Puoi trascrivere alla lettera il passo della pagina sul proibizionismo a Pisa che comincia da "Per il comune" e termina con "sostanze, compreso l'alcol."?

Pagina:
********
Per il comune di Pisa la vicenda riguarda solo le istituzioni
“competenti”, che se ne occupano con “attenzione (SIC!) e serietà” . Invece
la questione del proibizionismo riguarda proprio tutti, in primis tutti
quelli che vivono da vicino o direttamente le problematiche legate
all'abuso di sostanze, compreso l'alcol.
I giovani spesso usano linguaggi incomprensibili e forme molto criticabili
per esprimere il loro pensiero, ma sta alla lungimiranza della classe
politica il compito di interpretare ed intercettare le istanze in esse
contenute. L'amministrazione locale di Pisa sta mostrando una scarsissima
capacità in questa direzione. Non è con la proibizione che si affrontano le
questioni, è una scorciatoia dal corto respiro. Ai posteri l'ardua
sentenza.
********
Dati forniti:
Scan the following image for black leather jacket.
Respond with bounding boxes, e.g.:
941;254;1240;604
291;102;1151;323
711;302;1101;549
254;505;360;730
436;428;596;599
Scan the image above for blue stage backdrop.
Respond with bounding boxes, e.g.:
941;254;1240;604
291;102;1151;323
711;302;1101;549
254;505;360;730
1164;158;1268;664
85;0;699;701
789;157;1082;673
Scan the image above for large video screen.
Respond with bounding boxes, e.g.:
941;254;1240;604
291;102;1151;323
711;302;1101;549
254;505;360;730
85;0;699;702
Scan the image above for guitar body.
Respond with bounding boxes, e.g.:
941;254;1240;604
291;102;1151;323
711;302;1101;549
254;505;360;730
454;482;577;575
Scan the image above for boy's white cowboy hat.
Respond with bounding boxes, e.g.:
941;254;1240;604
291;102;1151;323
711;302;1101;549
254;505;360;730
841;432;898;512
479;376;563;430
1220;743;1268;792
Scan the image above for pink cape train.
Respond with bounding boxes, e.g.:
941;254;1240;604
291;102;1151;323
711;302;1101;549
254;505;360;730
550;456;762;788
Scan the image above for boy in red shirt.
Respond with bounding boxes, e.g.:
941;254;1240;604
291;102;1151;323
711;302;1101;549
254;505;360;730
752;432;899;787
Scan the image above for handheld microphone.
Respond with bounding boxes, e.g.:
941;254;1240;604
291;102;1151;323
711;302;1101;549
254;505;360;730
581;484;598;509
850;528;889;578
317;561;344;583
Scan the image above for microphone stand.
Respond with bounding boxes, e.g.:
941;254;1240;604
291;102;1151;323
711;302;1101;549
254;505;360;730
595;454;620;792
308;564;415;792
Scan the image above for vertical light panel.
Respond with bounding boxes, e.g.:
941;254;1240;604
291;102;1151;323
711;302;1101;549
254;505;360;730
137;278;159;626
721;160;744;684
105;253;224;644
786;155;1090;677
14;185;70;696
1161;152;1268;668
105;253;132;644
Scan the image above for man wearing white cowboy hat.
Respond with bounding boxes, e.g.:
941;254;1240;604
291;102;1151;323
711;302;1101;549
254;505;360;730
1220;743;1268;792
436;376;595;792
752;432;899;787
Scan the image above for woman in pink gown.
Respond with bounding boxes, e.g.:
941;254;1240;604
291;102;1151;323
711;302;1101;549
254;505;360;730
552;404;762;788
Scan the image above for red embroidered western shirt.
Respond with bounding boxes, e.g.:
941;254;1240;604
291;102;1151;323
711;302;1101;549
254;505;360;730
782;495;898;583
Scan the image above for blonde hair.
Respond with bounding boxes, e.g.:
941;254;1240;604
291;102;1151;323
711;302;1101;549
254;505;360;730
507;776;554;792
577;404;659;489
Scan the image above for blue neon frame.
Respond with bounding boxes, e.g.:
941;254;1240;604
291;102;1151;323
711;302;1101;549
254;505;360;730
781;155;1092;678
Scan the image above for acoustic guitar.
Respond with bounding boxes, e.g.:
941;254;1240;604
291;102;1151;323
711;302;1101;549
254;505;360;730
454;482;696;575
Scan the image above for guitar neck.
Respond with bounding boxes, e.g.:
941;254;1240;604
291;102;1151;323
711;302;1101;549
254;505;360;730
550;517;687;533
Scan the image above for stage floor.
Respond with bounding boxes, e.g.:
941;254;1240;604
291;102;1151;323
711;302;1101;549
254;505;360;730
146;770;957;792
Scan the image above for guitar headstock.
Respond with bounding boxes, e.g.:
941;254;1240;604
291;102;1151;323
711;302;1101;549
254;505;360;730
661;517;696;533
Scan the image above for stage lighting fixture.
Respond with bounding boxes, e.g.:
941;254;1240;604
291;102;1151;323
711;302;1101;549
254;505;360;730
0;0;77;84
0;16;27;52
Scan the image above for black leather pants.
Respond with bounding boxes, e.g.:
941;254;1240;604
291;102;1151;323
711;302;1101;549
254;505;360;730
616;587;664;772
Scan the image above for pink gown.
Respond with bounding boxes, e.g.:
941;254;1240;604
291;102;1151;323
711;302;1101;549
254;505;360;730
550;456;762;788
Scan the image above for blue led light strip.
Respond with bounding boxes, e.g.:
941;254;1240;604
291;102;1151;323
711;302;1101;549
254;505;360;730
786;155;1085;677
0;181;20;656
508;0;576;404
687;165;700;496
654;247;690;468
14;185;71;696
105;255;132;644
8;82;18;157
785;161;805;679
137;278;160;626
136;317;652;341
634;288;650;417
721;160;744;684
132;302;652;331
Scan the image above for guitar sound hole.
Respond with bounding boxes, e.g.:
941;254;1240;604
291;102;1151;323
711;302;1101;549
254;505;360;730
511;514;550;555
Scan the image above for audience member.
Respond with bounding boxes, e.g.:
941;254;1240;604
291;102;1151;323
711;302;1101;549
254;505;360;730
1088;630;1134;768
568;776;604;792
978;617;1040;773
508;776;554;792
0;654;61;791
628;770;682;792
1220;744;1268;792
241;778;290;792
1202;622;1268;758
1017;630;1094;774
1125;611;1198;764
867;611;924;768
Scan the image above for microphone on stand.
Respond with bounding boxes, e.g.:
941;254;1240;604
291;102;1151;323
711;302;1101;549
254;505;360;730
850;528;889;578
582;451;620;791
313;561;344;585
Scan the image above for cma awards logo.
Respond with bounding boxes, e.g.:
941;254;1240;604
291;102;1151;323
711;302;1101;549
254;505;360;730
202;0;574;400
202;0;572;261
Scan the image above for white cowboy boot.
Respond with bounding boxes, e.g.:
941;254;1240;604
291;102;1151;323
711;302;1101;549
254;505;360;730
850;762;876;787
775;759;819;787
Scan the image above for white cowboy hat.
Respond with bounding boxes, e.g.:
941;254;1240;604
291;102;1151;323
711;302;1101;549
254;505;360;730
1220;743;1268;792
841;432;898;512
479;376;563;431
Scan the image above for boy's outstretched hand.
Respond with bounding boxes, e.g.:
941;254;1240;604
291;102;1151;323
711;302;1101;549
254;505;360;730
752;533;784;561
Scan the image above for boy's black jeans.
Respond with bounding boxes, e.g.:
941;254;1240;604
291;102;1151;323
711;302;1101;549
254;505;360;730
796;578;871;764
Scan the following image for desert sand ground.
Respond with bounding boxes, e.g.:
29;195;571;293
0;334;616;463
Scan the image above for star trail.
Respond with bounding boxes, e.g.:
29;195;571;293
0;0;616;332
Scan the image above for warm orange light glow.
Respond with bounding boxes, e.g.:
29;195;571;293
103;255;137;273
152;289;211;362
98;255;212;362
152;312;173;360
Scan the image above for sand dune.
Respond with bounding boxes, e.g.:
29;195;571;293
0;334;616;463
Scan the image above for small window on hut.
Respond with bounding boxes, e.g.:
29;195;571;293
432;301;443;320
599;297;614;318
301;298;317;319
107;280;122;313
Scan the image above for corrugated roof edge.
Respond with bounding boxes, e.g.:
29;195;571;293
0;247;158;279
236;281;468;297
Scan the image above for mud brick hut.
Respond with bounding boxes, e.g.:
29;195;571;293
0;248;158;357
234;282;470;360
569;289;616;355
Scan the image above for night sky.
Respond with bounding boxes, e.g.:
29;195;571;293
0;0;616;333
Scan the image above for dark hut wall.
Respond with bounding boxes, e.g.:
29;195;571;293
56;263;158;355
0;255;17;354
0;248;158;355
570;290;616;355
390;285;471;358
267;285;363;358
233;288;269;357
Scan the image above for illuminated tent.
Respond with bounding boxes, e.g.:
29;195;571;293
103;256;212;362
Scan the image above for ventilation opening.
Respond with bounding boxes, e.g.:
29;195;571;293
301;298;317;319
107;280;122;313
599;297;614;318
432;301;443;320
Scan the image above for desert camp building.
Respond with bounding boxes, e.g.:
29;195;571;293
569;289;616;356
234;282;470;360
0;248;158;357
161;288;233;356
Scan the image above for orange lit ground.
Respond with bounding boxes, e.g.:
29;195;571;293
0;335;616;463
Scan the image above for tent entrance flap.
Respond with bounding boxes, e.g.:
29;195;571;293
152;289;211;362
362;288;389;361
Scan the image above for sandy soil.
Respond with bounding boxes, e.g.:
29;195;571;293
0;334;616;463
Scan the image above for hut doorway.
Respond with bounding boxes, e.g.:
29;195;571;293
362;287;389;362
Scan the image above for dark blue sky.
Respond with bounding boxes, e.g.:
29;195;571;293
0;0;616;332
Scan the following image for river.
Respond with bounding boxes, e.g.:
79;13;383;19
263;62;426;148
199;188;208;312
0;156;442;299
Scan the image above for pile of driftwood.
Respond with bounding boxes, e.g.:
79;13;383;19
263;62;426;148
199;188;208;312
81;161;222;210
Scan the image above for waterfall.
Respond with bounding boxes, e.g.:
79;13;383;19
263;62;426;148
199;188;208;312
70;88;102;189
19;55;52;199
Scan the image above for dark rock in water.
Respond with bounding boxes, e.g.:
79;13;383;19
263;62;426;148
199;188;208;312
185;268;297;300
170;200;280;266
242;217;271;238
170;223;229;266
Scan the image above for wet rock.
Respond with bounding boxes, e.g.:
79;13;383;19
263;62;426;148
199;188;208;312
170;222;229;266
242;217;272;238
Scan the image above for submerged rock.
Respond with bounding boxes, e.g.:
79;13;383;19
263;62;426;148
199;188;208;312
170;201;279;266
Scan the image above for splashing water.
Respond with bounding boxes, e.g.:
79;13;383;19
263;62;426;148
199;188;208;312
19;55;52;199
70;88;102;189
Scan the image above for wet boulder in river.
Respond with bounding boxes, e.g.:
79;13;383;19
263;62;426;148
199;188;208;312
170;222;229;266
********
Risposta:
Per il comune di Pisa la vicenda riguarda solo le istituzioni
“competenti”, che se ne occupano con “attenzione (SIC!) e serietà” . Invece
la questione del proibizionismo riguarda proprio tutti, in primis tutti
quelli che vivono da vicino o direttamente le problematiche legate
all'abuso di sostanze, compreso l'alcol.